What is required:
Retype the entries exactly. Include every line.

Stored data entries

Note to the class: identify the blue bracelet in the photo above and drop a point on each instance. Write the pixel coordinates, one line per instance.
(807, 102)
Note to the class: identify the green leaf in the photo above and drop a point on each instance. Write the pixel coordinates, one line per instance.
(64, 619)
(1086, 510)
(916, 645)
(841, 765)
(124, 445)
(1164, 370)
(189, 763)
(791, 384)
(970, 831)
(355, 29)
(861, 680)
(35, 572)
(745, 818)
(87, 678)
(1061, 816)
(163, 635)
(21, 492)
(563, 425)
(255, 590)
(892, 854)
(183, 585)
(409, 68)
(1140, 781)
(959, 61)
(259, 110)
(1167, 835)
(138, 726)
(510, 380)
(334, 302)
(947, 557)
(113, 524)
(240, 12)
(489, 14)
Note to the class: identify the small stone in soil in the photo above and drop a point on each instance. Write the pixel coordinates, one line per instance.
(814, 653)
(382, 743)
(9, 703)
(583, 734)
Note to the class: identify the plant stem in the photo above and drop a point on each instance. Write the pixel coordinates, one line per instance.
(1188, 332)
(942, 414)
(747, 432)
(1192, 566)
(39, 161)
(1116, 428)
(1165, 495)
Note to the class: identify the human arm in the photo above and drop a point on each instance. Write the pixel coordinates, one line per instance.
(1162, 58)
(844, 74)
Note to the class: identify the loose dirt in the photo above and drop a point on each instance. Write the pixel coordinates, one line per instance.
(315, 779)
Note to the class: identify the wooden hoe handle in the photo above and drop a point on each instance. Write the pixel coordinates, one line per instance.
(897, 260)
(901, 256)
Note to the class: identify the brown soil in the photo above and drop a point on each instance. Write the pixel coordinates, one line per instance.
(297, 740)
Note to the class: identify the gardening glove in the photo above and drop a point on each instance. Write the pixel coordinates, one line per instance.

Completed task:
Note to the class: identify the blue bracelet in the photo above and drop a point on each instance. Write the pixel coordinates, one line per instance.
(807, 102)
Note to the class: identify the green leaf in the photo above and drop a point on each instance. Write the pixel coordinates, one line per instance.
(64, 619)
(1086, 510)
(916, 645)
(841, 765)
(124, 445)
(1164, 370)
(189, 763)
(791, 384)
(970, 831)
(355, 29)
(861, 680)
(35, 572)
(745, 818)
(87, 678)
(1061, 816)
(163, 635)
(21, 492)
(563, 425)
(255, 590)
(892, 854)
(183, 585)
(409, 68)
(1140, 781)
(959, 61)
(259, 110)
(1167, 835)
(138, 726)
(510, 380)
(334, 302)
(947, 557)
(113, 524)
(240, 12)
(489, 14)
Note to the class: identify the small stone in soil in the photo above and drop a point on each instance. Write the pixel coordinates, one line per instance.
(814, 653)
(382, 743)
(9, 703)
(583, 734)
Note to the class: identify the plant stem in the photo above and drop a point on each instance. Write the pixel coordinates, one line per instance.
(1188, 332)
(942, 414)
(747, 432)
(1192, 566)
(39, 161)
(1116, 428)
(1165, 495)
Note to the class: identify the human arm in the photo above and drop a point on each instance. Write the pixel coordinates, one line per instance.
(1162, 58)
(844, 74)
Note to the class: identify the loose dirt in the photo above and drop a point on each instance. Write the pixel coordinates, one line per instance.
(315, 779)
Note to the class: identify the wooden hoe handle in the photo above and drop a point on each instance. Write the pixel coordinates, one line per instance.
(897, 260)
(901, 256)
Note to the class: identify the brown soil in the photo above and drop a point on each instance. Write the pixel coordinates, one line per instance.
(297, 740)
Note to the class: identify the gardening glove in the photo above and drop a point on each instance. Write the pixel coordinates, one line per instance.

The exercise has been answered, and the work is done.